Texte d'étude:
□ □ □ □ □ □ □

Il s'appelle Olivier Meynier. Il est né le 28 décembre 1976 à 16 h 40 à Limoges. « Très tôt, se souvient Jean-Claude, son papa, nous avons pris conscience qu'il y avait un problème. Olivier était différent des autres enfants. C'est un pédopsychiatre parisien qui a prononcé pour la première fois le mot "autisme" ». Élisabeth, sa maman, prend les choses en main. Elle le fait travailler à la maison avec l'aide d'étudiants. « On ne pouvait pas penser qu'il n'y avait rien, confie-t-elle. Il était toujours avec des revues, il dormait avec le dictionnaire… ». Mais face au mutisme d'Olivier, le doute s'installe. Même si, ses parents ne le savent pas encore, Olivier lit et comprend à une vitesse vertigineuse.

□ □ □ □ □ □ □

Données de pointage par expressions référentielles
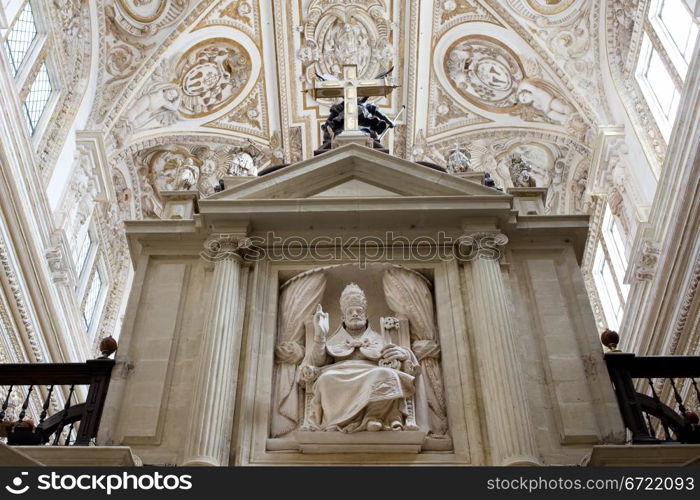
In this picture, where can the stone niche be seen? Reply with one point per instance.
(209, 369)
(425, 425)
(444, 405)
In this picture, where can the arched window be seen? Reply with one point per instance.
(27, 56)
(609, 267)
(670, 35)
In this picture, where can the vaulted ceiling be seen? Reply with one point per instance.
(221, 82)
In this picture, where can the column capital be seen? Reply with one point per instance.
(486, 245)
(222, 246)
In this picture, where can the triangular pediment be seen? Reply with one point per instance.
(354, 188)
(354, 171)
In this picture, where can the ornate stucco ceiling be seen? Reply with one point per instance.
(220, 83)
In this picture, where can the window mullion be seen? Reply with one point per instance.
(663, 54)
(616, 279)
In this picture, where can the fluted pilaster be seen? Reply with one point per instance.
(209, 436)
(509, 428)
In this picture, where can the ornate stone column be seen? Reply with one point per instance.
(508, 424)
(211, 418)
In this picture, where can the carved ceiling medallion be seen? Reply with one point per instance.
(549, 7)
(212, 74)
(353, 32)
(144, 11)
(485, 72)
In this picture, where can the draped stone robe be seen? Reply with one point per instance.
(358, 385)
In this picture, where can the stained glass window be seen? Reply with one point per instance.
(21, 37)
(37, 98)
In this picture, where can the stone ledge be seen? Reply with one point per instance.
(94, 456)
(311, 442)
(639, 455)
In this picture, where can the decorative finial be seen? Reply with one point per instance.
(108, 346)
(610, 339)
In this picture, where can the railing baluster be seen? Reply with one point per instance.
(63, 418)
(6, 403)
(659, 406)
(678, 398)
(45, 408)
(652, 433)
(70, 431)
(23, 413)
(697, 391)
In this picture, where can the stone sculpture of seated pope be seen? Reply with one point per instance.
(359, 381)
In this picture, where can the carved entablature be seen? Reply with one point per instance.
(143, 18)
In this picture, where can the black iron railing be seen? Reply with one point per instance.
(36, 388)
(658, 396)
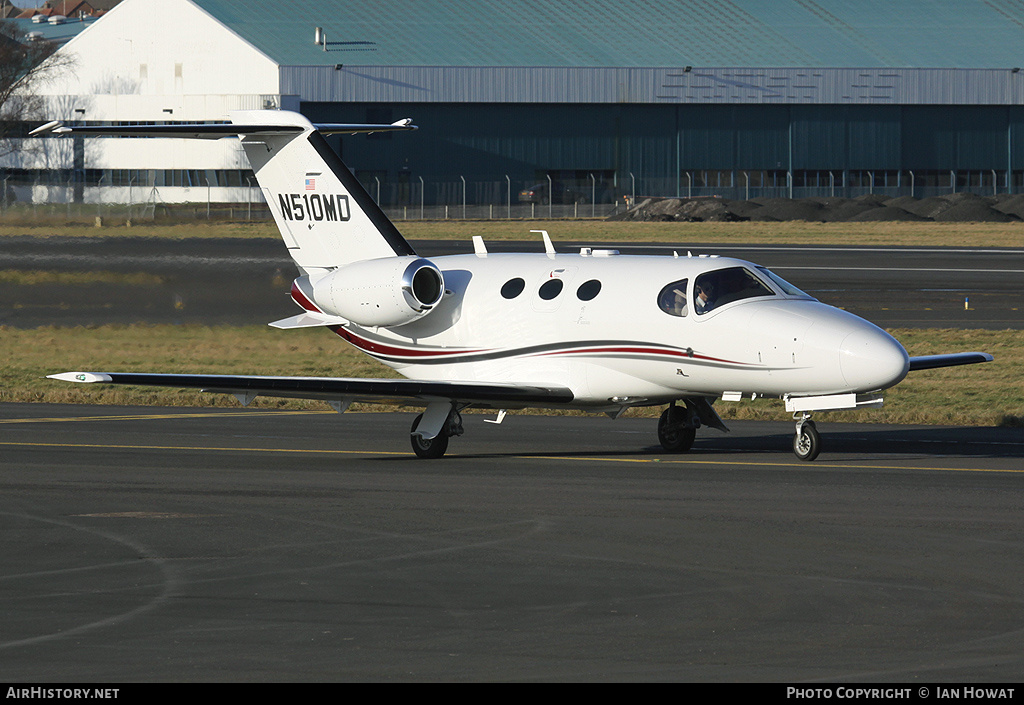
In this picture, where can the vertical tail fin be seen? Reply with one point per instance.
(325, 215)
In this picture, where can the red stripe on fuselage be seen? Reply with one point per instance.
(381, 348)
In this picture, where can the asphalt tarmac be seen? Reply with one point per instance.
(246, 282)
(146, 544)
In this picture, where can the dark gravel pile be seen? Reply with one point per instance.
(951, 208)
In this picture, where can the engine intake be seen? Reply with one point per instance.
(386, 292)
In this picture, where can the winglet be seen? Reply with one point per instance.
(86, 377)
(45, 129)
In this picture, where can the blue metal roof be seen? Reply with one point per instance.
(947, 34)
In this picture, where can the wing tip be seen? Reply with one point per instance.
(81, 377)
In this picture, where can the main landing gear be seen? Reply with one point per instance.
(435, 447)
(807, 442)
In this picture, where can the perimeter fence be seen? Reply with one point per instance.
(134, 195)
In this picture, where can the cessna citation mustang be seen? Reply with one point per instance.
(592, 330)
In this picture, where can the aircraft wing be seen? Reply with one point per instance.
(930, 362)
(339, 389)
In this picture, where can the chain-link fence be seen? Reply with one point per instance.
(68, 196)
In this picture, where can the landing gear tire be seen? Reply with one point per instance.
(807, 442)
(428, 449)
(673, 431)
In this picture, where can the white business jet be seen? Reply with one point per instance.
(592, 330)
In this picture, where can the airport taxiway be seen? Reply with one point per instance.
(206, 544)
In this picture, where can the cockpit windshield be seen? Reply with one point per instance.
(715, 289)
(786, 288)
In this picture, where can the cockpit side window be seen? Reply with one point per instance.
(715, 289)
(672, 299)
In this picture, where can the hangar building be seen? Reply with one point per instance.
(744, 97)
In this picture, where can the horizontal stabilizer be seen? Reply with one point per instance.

□ □ □ □ □ □ □

Questions d'étude:
1. Dites si chacune des affirmations suivantes s'accorde avec le texte sur Olivier Meynier, en répondant par oui ou par non et en citant mot pour mot le passage qui permet de trancher. (a) Olivier Meynier est né à Limoges. (b) C'est un pédopsychiatre lyonnais qui a prononcé pour la première fois le mot « autisme ». (c) Élisabeth faisait travailler Olivier à la maison avec l'aide d'étudiants.
2. Recopiez à l'identique le passage du texte sur Olivier Meynier qui commence aux mots « Il s'appelle Olivier » et s'arrête après les mots « une vitesse vertigineuse. ».
3. Poursuivez le texte sur Olivier Meynier à partir de sa dernière phrase.
Les items n'interviennent pas dans ce travail.

Résultats par tâche:
1.
(a) Oui : « Il est né le 28 décembre 1976 à 16 h 40 à Limoges. »
(b) Non : « C'est un pédopsychiatre parisien qui a prononcé pour la première fois le mot "autisme" ».
(c) Oui : « Elle le fait travailler à la maison avec l'aide d'étudiants. »

2.
Il s'appelle Olivier Meynier. Il est né le 28 décembre 1976 à 16 h 40 à Limoges. « Très tôt, se souvient Jean-Claude, son papa, nous avons pris conscience qu'il y avait un problème. Olivier était différent des autres enfants. C'est un pédopsychiatre parisien qui a prononcé pour la première fois le mot "autisme" ». Élisabeth, sa maman, prend les choses en main. Elle le fait travailler à la maison avec l'aide d'étudiants. « On ne pouvait pas penser qu'il n'y avait rien, confie-t-elle. Il était toujours avec des revues, il dormait avec le dictionnaire… ». Mais face au mutisme d'Olivier, le doute s'installe. Même si, ses parents ne le savent pas encore, Olivier lit et comprend à une vitesse vertigineuse.

3.
Une 2 e naissanceEn 1997, un professeur de mathématiques, père d'un enfant autiste, va intégrer Olivier à la Faculté des Sciences de Limoges, comme auditeur libre. Il ne peut pas écrire mais il tape ses notes avec un facilitant, quelqu'un qui guide ses gestes, pas sa pensée. Une "découverte" qui va changer sa vie.
« La communication facilitée m'a offert une deuxième naissance, ouvert à la vie. C'est une méthode formidable qui permet aux êtres privés de langage de s'exprimer sur un clavier d'ordinateur. Moi, je suis le facilité et c'est moi et moi seul qui m'exprime, qui écris mes pensées, mes réflexions, mes souhaits, mes accords et désaccords ». À la Faculté des Sciences, Olivier va ainsi enchaîner une première année de deug "sciences et techniques", une deuxième année de deug "sciences de ma matière", une licence de "sciences physiques", une maîtrise de "sciences physiques" et en 2004, un master recherche 2 e année "circuits, systèmes, micro et nano technologies pour les communications hautes fréquences et optiques". Un parcours qui l'a comblé, même s'il n'a pas été simple.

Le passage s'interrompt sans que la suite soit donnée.